### Work instructions
Render every line of the rows below as a JSON list of strings, one string per line, leaving out blank lines.

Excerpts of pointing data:
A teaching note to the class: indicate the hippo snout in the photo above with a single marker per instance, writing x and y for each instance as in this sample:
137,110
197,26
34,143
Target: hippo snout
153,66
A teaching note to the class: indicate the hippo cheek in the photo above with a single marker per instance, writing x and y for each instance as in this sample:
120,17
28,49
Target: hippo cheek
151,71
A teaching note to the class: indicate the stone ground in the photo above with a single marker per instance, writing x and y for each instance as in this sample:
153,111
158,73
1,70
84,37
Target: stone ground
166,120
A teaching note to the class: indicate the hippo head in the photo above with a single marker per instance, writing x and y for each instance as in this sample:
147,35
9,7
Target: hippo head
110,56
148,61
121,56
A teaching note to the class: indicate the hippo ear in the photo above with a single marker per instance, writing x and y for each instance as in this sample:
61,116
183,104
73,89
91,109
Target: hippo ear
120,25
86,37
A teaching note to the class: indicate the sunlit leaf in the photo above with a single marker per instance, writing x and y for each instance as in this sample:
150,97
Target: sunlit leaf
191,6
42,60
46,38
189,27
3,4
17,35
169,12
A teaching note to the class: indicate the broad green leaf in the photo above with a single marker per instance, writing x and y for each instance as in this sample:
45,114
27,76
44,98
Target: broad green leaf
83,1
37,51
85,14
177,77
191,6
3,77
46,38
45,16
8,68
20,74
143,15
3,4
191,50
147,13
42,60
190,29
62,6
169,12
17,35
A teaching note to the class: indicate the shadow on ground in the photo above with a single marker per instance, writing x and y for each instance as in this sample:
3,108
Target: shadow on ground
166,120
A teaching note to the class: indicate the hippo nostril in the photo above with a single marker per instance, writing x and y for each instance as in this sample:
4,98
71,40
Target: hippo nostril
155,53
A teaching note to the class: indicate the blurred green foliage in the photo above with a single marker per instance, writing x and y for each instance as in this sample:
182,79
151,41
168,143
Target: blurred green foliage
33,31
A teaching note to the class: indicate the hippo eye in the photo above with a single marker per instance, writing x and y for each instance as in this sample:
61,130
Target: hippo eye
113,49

### Completed exercise
[
  "A teaching note to the class: indicate the hippo snout in the photo above with a single marker per instance, writing x and y for each instance as in this sample:",
  "137,110",
  "197,26",
  "34,143",
  "Target: hippo snout",
  "153,66",
  "A teaching note to the class: indicate the hippo cheek in the photo above with a single marker per instance, writing x and y for each instance as in this sample:",
  "120,17",
  "28,49",
  "Target: hippo cheek",
  "151,71",
  "A teaching note to the class: indicate the stone ground in the photo above with a single marker per instance, writing x and y for each instance as in this sample:",
  "153,111",
  "158,73",
  "1,70",
  "84,37",
  "Target: stone ground",
  "166,120",
  "A teaching note to the class: indicate the hippo head in the photo above with a single marker per instance, writing x and y for each instance as in this sample:",
  "147,35",
  "9,7",
  "Target: hippo head",
  "110,56",
  "148,61",
  "121,56",
  "A teaching note to the class: indicate the hippo ear in the photo above with a single marker per instance, writing x and y for each instance as in this sample:",
  "61,116",
  "183,104",
  "73,89",
  "91,109",
  "Target: hippo ear",
  "120,25",
  "86,37",
  "A teaching note to the class: indicate the sunlit leaf in the photo above with a single marker per instance, writing x and y for each instance as in this sample:",
  "150,97",
  "Target: sunlit leaf",
  "191,6",
  "42,60",
  "46,38",
  "189,27",
  "3,4",
  "17,35",
  "169,12",
  "A teaching note to the class: indicate the broad green leaf in the photo above with a single marker per instance, writing x and y for each instance as in this sample:",
  "45,114",
  "27,76",
  "44,98",
  "Target: broad green leaf",
  "83,1",
  "37,51",
  "85,14",
  "177,77",
  "191,6",
  "3,77",
  "46,38",
  "45,16",
  "8,68",
  "20,74",
  "143,15",
  "3,4",
  "191,50",
  "147,13",
  "42,60",
  "190,29",
  "62,6",
  "169,12",
  "17,35",
  "A teaching note to the class: indicate the shadow on ground in the photo above with a single marker per instance, writing x and y for each instance as in this sample:",
  "3,108",
  "Target: shadow on ground",
  "166,120",
  "A teaching note to the class: indicate the hippo nostril in the photo above with a single marker per instance, writing x and y for each instance as in this sample:",
  "4,98",
  "71,40",
  "Target: hippo nostril",
  "155,53",
  "A teaching note to the class: indicate the blurred green foliage in the photo above with a single marker per instance, writing x and y for each instance as in this sample:",
  "182,79",
  "151,41",
  "168,143",
  "Target: blurred green foliage",
  "33,31",
  "A teaching note to the class: indicate the hippo eye in the photo above with a single marker per instance, writing x and y for each instance as in this sample:",
  "61,130",
  "Target: hippo eye",
  "113,49"
]